= Written instruction =
Pick out and copy every line of the items below that contains the word "field".

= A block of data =
* Begin *

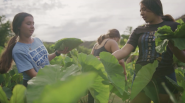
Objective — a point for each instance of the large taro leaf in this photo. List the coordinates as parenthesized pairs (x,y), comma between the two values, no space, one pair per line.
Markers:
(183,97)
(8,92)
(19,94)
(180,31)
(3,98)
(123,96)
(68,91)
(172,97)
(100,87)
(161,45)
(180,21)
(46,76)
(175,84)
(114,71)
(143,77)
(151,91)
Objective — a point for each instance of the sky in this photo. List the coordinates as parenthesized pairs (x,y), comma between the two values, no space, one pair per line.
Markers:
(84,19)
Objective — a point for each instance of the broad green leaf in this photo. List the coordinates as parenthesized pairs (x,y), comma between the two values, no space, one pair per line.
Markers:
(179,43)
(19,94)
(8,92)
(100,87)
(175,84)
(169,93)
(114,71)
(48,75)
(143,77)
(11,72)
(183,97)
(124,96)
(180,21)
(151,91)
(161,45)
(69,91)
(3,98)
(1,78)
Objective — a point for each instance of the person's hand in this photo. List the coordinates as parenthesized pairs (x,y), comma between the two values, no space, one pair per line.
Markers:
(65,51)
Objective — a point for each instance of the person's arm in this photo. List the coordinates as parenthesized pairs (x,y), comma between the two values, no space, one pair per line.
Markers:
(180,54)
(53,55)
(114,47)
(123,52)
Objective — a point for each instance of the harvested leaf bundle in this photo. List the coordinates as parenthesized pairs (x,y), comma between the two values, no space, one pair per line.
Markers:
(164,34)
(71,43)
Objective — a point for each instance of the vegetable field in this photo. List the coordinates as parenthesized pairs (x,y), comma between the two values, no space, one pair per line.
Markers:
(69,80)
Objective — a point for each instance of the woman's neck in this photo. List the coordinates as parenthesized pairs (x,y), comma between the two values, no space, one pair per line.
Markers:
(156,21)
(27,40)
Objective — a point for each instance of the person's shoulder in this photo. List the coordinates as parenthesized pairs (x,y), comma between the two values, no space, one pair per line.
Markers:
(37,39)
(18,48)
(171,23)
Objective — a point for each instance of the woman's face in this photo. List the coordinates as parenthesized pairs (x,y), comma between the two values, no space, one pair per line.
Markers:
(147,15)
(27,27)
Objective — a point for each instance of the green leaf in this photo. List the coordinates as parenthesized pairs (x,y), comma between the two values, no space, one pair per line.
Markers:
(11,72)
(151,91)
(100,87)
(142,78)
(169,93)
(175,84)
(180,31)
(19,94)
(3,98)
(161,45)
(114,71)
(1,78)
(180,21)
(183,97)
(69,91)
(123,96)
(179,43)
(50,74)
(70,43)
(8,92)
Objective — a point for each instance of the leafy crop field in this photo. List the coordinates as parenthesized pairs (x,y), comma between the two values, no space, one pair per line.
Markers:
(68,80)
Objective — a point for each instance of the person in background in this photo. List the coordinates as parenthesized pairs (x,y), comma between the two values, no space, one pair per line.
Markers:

* End *
* Begin *

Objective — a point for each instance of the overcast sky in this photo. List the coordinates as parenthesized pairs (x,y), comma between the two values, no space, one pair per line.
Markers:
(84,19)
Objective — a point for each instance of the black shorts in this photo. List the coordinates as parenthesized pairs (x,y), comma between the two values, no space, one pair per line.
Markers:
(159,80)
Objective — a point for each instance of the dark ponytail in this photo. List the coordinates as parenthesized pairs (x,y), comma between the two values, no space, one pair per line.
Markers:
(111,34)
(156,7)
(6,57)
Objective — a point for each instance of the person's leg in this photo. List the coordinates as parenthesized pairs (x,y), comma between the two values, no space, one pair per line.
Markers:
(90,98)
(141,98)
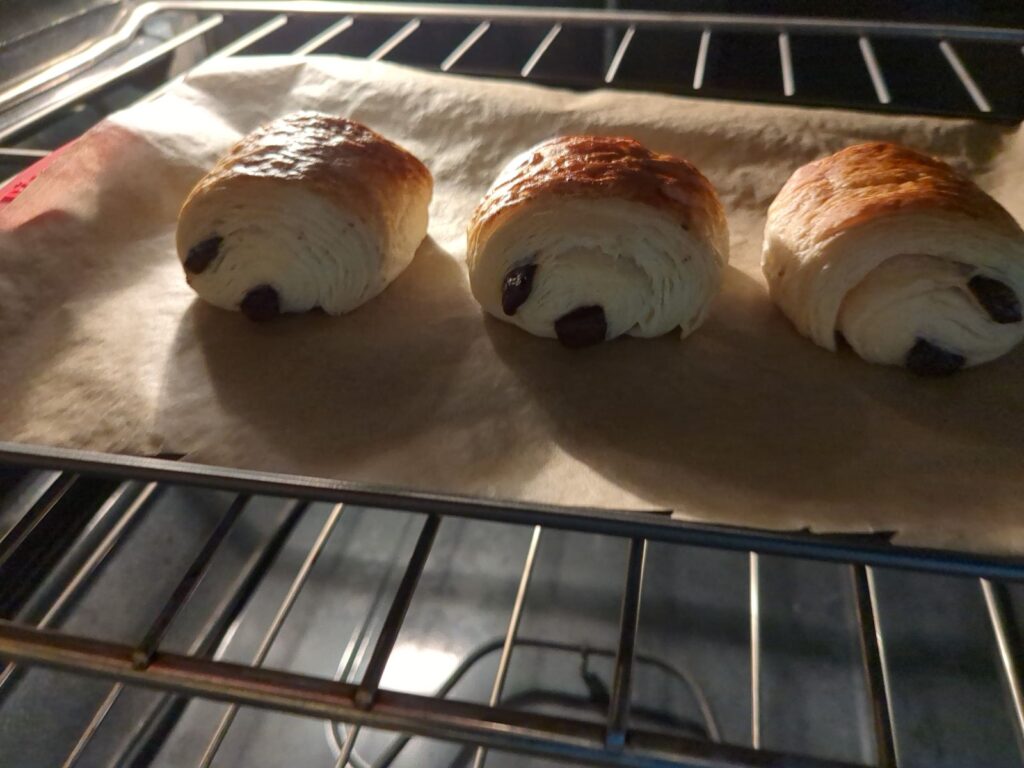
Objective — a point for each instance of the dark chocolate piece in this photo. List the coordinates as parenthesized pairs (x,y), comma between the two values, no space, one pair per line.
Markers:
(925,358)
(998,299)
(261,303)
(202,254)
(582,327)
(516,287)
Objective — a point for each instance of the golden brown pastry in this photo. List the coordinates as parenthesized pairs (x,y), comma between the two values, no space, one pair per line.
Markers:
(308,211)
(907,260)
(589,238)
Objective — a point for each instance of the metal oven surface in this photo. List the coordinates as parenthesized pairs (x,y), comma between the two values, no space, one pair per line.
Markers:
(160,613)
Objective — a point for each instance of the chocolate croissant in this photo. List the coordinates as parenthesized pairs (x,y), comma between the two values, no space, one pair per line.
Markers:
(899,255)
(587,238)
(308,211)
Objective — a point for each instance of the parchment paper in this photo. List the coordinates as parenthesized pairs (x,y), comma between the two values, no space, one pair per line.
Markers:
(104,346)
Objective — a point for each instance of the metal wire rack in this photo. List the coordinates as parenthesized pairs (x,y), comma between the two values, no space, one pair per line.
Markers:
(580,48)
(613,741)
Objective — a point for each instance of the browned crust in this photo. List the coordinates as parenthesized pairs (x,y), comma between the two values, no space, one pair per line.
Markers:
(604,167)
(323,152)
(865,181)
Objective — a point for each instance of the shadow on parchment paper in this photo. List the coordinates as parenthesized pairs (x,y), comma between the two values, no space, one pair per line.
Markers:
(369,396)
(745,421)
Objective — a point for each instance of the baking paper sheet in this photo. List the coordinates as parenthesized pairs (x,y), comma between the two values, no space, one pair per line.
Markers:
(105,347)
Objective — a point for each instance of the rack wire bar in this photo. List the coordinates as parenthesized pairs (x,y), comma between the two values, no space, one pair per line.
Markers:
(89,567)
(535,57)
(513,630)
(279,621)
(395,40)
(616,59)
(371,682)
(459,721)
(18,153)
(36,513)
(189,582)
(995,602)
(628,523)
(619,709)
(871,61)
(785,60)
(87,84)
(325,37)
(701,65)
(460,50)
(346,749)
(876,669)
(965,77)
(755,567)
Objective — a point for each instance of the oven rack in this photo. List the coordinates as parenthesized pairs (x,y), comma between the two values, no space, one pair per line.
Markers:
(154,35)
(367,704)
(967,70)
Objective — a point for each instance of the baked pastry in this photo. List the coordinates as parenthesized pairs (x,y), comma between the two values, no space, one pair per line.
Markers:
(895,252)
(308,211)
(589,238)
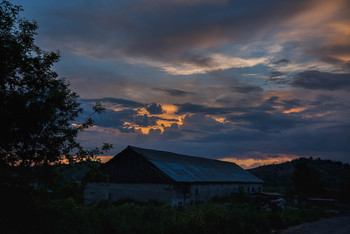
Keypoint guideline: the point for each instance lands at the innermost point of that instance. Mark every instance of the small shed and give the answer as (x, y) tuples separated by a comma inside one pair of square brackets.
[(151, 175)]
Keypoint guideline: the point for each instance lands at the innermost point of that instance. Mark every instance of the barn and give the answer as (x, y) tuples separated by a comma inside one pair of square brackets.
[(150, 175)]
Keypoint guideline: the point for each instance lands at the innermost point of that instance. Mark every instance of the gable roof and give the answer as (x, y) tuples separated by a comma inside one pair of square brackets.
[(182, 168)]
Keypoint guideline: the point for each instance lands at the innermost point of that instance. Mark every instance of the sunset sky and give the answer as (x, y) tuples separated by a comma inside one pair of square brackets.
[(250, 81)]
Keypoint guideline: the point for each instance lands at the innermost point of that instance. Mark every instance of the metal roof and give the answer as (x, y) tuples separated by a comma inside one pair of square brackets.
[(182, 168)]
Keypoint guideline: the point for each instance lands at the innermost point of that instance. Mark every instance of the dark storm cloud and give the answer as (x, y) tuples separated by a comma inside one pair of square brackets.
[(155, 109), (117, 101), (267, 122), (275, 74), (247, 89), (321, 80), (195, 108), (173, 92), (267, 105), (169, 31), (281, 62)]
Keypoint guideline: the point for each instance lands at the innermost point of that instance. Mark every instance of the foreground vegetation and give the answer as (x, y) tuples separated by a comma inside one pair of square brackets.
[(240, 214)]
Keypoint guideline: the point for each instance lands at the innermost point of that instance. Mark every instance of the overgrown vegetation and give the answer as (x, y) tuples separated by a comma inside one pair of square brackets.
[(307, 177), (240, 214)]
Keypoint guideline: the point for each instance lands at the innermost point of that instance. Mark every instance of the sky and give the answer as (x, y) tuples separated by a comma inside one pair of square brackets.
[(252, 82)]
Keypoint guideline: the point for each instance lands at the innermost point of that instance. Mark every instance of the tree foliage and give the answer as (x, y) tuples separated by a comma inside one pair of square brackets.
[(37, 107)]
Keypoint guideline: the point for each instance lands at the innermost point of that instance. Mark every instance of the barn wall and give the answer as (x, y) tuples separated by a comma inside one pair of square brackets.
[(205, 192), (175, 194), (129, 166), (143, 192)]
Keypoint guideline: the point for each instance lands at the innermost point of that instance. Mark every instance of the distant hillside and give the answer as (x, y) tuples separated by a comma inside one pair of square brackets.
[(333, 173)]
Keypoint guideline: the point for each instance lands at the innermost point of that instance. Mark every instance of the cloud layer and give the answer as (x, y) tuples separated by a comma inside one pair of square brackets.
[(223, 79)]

* End *
* Begin *

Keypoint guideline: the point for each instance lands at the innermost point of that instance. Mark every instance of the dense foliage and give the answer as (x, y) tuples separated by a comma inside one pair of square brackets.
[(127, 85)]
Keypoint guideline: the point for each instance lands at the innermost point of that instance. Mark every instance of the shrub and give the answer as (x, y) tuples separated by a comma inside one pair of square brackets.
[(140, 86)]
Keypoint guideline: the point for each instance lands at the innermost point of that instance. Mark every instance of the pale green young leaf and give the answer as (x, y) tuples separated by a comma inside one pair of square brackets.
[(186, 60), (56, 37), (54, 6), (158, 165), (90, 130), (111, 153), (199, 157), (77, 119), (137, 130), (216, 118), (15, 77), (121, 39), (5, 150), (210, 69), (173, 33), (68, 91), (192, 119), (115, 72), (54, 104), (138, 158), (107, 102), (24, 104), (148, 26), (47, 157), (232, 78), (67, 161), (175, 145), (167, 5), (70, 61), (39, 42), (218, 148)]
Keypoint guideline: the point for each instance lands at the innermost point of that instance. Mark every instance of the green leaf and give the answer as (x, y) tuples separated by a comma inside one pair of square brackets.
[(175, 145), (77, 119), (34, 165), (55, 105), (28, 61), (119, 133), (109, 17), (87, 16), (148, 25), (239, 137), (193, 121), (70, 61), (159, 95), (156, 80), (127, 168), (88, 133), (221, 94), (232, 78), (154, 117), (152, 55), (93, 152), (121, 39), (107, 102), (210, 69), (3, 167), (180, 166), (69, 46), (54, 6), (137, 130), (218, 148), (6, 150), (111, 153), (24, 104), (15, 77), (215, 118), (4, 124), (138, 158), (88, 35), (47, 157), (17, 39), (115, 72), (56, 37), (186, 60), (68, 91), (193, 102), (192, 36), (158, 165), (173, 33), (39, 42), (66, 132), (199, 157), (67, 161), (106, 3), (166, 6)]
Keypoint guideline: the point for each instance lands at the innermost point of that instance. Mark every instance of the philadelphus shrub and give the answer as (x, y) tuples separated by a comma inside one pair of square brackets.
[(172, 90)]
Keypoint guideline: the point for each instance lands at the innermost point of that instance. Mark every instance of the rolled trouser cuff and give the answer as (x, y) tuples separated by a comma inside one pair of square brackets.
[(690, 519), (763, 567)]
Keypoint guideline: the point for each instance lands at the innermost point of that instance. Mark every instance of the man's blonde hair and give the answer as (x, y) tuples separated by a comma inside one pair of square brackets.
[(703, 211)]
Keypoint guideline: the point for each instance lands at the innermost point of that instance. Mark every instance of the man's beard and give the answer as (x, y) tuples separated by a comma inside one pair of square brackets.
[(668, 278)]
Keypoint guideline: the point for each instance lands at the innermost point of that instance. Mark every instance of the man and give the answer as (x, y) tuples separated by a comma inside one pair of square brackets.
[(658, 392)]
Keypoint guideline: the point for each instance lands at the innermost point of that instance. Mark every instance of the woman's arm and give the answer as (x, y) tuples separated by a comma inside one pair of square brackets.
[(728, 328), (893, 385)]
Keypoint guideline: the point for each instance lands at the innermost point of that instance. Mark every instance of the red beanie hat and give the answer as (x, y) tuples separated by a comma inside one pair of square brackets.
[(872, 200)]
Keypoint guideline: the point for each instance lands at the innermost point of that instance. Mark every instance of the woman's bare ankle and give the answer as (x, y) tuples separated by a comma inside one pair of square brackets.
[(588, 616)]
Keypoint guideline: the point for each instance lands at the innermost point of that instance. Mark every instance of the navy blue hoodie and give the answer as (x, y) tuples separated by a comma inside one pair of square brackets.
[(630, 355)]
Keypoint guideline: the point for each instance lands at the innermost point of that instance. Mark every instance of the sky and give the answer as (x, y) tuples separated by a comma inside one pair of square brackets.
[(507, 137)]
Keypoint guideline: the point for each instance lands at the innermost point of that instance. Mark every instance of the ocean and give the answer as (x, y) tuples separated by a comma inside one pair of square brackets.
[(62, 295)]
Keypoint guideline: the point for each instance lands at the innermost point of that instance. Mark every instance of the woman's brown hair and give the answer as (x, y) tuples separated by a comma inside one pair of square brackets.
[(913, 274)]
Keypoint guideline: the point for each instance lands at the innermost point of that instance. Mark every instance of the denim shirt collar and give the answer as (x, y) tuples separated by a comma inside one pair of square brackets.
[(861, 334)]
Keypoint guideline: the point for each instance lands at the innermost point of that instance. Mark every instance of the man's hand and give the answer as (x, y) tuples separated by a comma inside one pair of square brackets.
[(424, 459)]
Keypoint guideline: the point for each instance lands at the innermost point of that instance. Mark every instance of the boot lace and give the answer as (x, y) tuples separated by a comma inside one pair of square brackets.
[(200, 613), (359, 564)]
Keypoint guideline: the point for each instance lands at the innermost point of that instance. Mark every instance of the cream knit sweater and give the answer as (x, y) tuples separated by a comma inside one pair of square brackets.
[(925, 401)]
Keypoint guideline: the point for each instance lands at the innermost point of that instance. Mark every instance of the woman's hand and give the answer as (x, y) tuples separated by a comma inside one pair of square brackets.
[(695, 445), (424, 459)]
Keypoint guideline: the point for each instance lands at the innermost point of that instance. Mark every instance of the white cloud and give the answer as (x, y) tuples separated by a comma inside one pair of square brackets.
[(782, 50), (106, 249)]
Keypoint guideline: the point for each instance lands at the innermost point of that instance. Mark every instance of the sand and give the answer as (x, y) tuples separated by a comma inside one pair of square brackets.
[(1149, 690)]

* End *

= Task solution =
Objective — a point for each instance of the vegetable field in this photo. List the coordinates as parenthesized pairs (x,y), comma between the two values, no space, one pair per line.
Objective — a point for each instance of the leafy crop field in this photo. List the coordinates as parenthesized pairs (x,y), comma between the two values, no space, one pair per line.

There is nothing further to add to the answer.